DATA SHOWN
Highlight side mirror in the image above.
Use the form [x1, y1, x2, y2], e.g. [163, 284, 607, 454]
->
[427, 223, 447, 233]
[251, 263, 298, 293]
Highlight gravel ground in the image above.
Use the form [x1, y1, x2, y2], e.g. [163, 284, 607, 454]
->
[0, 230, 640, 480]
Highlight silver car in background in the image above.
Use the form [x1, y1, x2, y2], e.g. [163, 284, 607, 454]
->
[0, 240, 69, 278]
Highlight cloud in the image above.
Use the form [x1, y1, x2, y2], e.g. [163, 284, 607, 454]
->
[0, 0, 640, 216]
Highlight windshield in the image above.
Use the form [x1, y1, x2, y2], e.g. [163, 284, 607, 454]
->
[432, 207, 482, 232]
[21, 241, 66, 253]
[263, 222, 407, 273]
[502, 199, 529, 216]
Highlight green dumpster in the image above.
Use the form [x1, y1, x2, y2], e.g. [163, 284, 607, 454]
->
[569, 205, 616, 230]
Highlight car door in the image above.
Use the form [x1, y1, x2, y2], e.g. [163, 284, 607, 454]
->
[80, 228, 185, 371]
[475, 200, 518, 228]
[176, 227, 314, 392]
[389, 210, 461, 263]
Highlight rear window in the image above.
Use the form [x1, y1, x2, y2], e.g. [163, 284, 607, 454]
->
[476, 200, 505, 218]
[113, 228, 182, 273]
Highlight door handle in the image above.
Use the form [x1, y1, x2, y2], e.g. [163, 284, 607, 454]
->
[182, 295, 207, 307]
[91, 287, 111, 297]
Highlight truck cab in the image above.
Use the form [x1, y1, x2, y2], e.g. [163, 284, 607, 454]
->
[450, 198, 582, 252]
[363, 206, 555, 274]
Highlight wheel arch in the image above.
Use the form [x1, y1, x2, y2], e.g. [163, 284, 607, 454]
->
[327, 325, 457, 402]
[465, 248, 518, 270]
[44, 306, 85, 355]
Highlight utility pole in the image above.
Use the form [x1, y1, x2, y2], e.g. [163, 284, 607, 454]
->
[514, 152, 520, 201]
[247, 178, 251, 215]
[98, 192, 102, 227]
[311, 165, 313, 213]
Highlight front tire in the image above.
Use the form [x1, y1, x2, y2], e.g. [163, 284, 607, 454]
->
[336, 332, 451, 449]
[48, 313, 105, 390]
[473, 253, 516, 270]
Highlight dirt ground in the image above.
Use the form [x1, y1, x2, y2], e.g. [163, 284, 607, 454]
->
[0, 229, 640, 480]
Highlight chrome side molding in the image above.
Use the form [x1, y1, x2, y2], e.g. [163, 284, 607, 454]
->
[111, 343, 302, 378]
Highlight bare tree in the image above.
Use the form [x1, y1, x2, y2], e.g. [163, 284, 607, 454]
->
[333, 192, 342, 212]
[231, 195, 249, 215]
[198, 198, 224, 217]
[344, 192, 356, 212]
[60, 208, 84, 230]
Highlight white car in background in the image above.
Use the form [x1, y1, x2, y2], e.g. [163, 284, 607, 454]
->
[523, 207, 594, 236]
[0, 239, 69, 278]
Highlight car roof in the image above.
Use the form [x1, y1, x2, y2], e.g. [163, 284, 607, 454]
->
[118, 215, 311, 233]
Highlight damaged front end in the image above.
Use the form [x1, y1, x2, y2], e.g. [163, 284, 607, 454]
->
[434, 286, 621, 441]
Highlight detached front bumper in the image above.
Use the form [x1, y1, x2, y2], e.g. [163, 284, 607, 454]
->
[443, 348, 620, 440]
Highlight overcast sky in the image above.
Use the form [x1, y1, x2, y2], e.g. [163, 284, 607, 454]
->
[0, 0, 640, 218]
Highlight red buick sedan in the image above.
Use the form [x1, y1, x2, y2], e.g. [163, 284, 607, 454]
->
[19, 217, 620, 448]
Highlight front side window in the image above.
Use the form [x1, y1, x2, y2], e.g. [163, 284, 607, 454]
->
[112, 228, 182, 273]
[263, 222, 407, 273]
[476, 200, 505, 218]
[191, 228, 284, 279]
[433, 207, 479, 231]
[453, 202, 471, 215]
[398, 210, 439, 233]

PROBLEM
Express every one of the items above as a two-column CSV with the header text,answer and one row per item. Put each item's text and its answer in a single double-quoted field apiece, with line breaks replaced by spaces.

COMPLETE OUTPUT
text,answer
"Highlight side mirror in the image above. Use the form [x1, y1, x2, y2], e.g. [163, 284, 607, 454] ->","[427, 223, 447, 233] [251, 263, 298, 293]"
"Highlight gravel ground in the image above. Use the form [x1, y1, x2, y2], e.g. [163, 284, 607, 454] ->","[0, 230, 640, 480]"
"Highlight silver car in background in the image above. Use the form [x1, y1, x2, y2], e.g. [163, 284, 607, 454] ->","[0, 240, 69, 278]"
"Highlight cloud in the image above. Use the form [x1, y1, x2, y2], e.g. [163, 284, 607, 454] ->","[0, 0, 640, 216]"
"Highlight windshield in the image above. Use the form [x1, y1, x2, y2], e.g. [163, 284, 607, 454] ->","[432, 207, 482, 232] [21, 241, 66, 253] [263, 222, 407, 273] [502, 199, 529, 216]"
"Highlight green dumpster in the image above. Use the form [x1, y1, x2, y2], e.g. [163, 284, 607, 454] ->","[569, 205, 616, 230]"
"Highlight car door in the image above. Use the form [x1, y1, x2, y2], e.g. [163, 284, 607, 454] ->","[80, 228, 185, 371] [475, 200, 518, 228] [176, 227, 314, 392] [389, 210, 461, 263]"
"Highlight rear window in the image above. Use the form [x1, y1, x2, y2], e.g. [163, 284, 607, 454] ->","[476, 200, 505, 218] [113, 228, 182, 273]"
"Highlight door handle in the image above. Use the form [x1, y1, x2, y2], e.g. [163, 284, 607, 454] ->","[182, 295, 207, 307] [91, 287, 111, 297]"
"Highlight truck cab in the image above. Use the form [x1, y1, x2, y2], e.g. [163, 284, 607, 454] ->","[450, 198, 582, 252] [363, 206, 555, 274]"
"Highlight wheel arch in the image above. Use the form [x1, y1, x2, y2], e.g. [163, 284, 607, 454] ->","[327, 325, 457, 402] [465, 248, 518, 270] [44, 306, 85, 355]"
"Highlight utility pole in the image above. Use the form [x1, y1, x2, y2], e.g. [163, 284, 607, 454] ->","[514, 152, 520, 201] [247, 178, 251, 215] [98, 192, 102, 227] [311, 165, 313, 213]"
"Highlight front tire in the image above. Use the form [x1, y1, x2, y2], e.g. [163, 284, 607, 454] ->","[336, 332, 451, 449] [48, 313, 105, 390] [473, 253, 516, 270]"
"Highlight dirt ground in the image above. Use the form [x1, y1, x2, y2], e.g. [163, 284, 607, 454] ->","[0, 229, 640, 480]"
"Highlight chrome side molding in the image above. Use the form [x1, y1, x2, y2], e.g. [163, 284, 607, 454] ->","[111, 343, 302, 378]"
"Highlight bare tree in the image above. Use the form [x1, y1, x2, y2], e.g. [163, 284, 607, 454] ->","[333, 192, 342, 212] [231, 195, 249, 215] [198, 198, 224, 217] [344, 192, 356, 212] [60, 208, 84, 230]"
"Highlight white car in background in the image above. Use the form [x1, y1, x2, y2], e.g. [163, 284, 607, 454] ->","[523, 207, 594, 236] [0, 239, 69, 278]"
"Highlight car roof in the image above. Use the form [x1, y1, x2, y2], e.g. [163, 284, 607, 454] ->","[118, 215, 311, 233]"
"Highlight damaged front end in the image above. Use the form [x1, y1, x2, y2], e.g. [163, 284, 607, 454] ->","[434, 286, 621, 441]"
"Highlight detached front bumper in the image above. Use the form [x1, y1, x2, y2], e.g. [163, 284, 607, 454] ->","[443, 348, 620, 440]"
"Highlight overcast sky in the image above. Use the form [x1, y1, x2, y2], e.g. [163, 284, 607, 454] ->","[0, 0, 640, 218]"
"Highlight red buick sedan in the image above. Use the form [x1, y1, x2, y2], e.g. [163, 284, 607, 454] ->","[19, 217, 620, 448]"
"Highlight front side window in the image above. Use the form [x1, y1, x2, y2], e.g. [163, 284, 607, 454] ->","[112, 228, 182, 273] [263, 222, 407, 273] [476, 200, 505, 218] [191, 228, 284, 279] [433, 207, 479, 231] [453, 202, 471, 215] [398, 210, 439, 233]"